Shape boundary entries
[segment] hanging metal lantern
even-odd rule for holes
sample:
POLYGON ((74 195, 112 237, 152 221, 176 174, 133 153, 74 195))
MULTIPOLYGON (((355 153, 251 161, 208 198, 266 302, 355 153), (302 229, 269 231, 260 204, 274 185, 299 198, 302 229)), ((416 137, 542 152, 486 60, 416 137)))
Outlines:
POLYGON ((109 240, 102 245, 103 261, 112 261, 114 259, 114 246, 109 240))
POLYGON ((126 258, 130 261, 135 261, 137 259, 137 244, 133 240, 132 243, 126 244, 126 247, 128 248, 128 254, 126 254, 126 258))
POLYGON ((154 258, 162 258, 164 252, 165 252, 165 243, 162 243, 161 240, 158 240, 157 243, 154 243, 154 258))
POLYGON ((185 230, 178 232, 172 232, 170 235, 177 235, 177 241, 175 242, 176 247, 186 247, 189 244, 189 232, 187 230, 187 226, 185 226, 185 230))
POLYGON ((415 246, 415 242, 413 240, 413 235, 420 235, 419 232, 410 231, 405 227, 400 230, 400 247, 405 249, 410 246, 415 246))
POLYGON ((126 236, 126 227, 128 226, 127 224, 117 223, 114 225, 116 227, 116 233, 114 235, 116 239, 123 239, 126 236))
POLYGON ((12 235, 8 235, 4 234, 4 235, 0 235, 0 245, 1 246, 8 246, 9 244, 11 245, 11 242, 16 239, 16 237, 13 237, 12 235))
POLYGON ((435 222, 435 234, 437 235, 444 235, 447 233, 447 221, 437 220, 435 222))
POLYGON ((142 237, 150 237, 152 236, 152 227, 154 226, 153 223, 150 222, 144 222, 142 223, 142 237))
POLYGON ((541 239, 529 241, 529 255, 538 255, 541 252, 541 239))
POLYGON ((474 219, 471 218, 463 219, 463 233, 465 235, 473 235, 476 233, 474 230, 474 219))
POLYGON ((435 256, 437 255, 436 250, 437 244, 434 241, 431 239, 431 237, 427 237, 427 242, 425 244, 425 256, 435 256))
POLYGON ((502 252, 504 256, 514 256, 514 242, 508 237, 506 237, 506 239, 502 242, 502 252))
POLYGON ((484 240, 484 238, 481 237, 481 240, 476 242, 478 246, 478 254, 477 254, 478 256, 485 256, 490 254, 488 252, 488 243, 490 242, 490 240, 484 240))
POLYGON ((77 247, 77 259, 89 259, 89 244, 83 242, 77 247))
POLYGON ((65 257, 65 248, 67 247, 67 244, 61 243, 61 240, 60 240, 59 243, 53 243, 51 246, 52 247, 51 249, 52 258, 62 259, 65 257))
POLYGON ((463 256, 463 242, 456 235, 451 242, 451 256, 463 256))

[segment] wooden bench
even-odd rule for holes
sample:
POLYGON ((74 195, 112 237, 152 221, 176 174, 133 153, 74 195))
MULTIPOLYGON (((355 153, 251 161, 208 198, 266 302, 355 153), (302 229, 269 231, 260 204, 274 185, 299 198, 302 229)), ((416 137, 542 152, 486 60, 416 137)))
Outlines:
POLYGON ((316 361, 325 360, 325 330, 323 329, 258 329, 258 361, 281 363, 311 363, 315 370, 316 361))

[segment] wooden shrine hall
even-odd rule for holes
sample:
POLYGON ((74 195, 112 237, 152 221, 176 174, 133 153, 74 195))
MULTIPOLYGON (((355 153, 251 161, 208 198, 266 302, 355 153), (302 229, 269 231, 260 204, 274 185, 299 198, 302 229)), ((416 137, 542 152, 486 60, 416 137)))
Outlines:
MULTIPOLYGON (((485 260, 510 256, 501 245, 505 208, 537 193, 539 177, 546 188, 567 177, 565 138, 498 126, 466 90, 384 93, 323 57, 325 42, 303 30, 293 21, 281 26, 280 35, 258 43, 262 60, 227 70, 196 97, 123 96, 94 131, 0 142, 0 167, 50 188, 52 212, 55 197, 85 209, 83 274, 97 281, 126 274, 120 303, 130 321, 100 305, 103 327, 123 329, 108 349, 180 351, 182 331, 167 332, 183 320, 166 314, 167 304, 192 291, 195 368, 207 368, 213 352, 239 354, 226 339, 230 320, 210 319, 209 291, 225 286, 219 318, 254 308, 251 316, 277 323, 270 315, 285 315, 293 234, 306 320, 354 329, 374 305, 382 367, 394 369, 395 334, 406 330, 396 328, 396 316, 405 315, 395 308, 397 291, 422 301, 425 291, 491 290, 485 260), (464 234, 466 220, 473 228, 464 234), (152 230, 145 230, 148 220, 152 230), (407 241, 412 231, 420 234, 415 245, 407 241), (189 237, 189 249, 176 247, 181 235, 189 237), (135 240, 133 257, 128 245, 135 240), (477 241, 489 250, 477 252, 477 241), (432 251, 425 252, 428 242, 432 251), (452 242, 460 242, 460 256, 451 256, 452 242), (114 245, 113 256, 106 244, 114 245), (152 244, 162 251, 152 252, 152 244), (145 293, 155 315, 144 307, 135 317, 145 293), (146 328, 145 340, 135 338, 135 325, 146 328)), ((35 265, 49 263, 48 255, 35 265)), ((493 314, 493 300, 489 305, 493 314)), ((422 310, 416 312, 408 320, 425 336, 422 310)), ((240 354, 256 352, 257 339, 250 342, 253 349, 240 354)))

## EXERCISE DIRECTIONS
Please copy out every line of the data above word for word, changing nothing.

## EXERCISE ANSWER
[segment] hanging metal lantern
even-odd rule for holes
sample:
POLYGON ((74 195, 112 237, 152 221, 176 174, 133 153, 74 195))
MULTIPOLYGON (((355 153, 251 161, 208 198, 266 302, 355 153), (302 229, 269 231, 260 204, 274 185, 299 198, 302 229)), ((416 137, 542 152, 486 60, 416 137)))
Outlines:
POLYGON ((109 240, 102 245, 103 261, 112 261, 114 259, 114 246, 109 240))
POLYGON ((126 258, 130 261, 135 261, 137 259, 137 244, 133 240, 132 243, 126 244, 126 247, 128 248, 128 254, 126 254, 126 258))
POLYGON ((154 258, 162 258, 164 252, 165 252, 165 243, 162 243, 161 240, 158 240, 157 243, 154 243, 154 258))
POLYGON ((185 230, 178 232, 172 232, 170 235, 177 235, 177 241, 175 242, 176 247, 186 247, 189 244, 189 232, 187 230, 187 226, 185 226, 185 230))
POLYGON ((415 246, 415 242, 413 240, 413 235, 420 235, 419 232, 410 231, 405 227, 400 230, 400 247, 405 249, 410 246, 415 246))
POLYGON ((126 236, 126 227, 128 226, 127 224, 117 223, 114 225, 116 227, 116 233, 114 235, 116 239, 123 239, 126 236))
POLYGON ((12 235, 8 235, 4 234, 4 235, 0 235, 0 245, 1 246, 8 246, 9 244, 11 245, 11 242, 16 239, 16 237, 13 237, 12 235))
POLYGON ((435 222, 435 234, 437 235, 444 235, 447 233, 447 221, 437 220, 435 222))
POLYGON ((142 237, 150 237, 152 236, 152 227, 154 226, 153 223, 150 222, 144 222, 142 223, 142 237))
POLYGON ((541 239, 529 241, 529 255, 538 255, 541 252, 541 239))
POLYGON ((474 219, 471 218, 463 219, 463 233, 465 235, 473 235, 476 233, 474 230, 474 219))
POLYGON ((435 256, 437 255, 436 250, 437 244, 434 241, 431 239, 431 237, 427 237, 427 242, 425 244, 425 256, 435 256))
POLYGON ((502 252, 504 256, 514 256, 514 242, 508 237, 506 237, 506 239, 502 242, 502 252))
POLYGON ((484 240, 484 238, 481 237, 481 240, 476 242, 478 246, 478 254, 477 254, 478 256, 485 256, 490 254, 488 252, 488 243, 490 242, 490 240, 484 240))
POLYGON ((77 247, 77 259, 89 259, 89 244, 83 242, 77 247))
POLYGON ((65 257, 65 248, 67 247, 67 244, 61 243, 61 240, 60 240, 59 243, 53 243, 51 246, 52 247, 51 249, 52 258, 62 259, 65 257))
POLYGON ((463 256, 463 242, 456 235, 451 242, 451 256, 463 256))

[segment] wooden bench
even-odd rule for holes
sample:
POLYGON ((74 195, 112 237, 152 221, 176 174, 133 153, 74 195))
MULTIPOLYGON (((355 153, 251 161, 208 198, 266 302, 355 153), (302 229, 269 231, 260 204, 274 185, 299 198, 302 229)), ((416 137, 542 152, 486 60, 416 137)))
Outlines:
POLYGON ((316 361, 325 360, 325 330, 323 329, 258 329, 258 361, 281 363, 311 363, 315 370, 316 361))

[segment] wooden shrine hall
even-odd rule for holes
sample:
POLYGON ((74 195, 112 237, 152 221, 176 174, 133 153, 74 195))
MULTIPOLYGON (((355 153, 251 161, 208 198, 266 302, 355 153), (302 229, 269 231, 260 204, 274 185, 299 198, 302 229)), ((416 137, 542 152, 486 60, 416 137)))
Outlines:
MULTIPOLYGON (((485 260, 510 256, 501 245, 505 208, 537 193, 539 177, 546 188, 567 177, 565 138, 498 126, 466 90, 384 93, 323 57, 325 42, 303 30, 293 21, 281 26, 280 35, 258 43, 262 60, 227 70, 196 97, 123 96, 94 131, 0 142, 0 167, 50 188, 52 212, 55 197, 85 209, 83 274, 97 281, 126 274, 120 303, 130 321, 100 305, 103 327, 123 329, 108 349, 180 351, 182 331, 167 332, 183 320, 166 314, 167 304, 192 291, 195 368, 207 368, 213 352, 239 354, 226 339, 230 320, 210 319, 209 291, 225 286, 219 318, 254 308, 251 316, 277 323, 270 315, 285 315, 293 234, 306 320, 354 329, 374 305, 382 367, 394 369, 395 334, 406 330, 396 328, 396 316, 405 315, 395 308, 397 291, 422 301, 425 291, 491 290, 485 260), (464 234, 466 220, 473 228, 464 234), (152 230, 145 230, 148 220, 152 230), (407 241, 412 231, 420 234, 415 245, 407 241), (189 237, 189 249, 176 247, 181 235, 189 237), (135 240, 133 257, 128 245, 135 240), (477 241, 489 250, 477 252, 477 241), (432 251, 425 252, 428 242, 432 251), (452 242, 460 242, 460 256, 451 256, 452 242), (114 245, 113 256, 106 244, 114 245), (152 244, 162 251, 152 252, 152 244), (145 293, 155 315, 144 307, 135 317, 145 293), (146 328, 145 340, 135 338, 135 325, 146 328)), ((35 265, 49 263, 48 255, 35 265)), ((493 314, 493 300, 489 305, 493 314)), ((422 310, 416 312, 408 320, 425 336, 422 310)), ((240 354, 256 352, 257 339, 250 342, 253 349, 240 354)))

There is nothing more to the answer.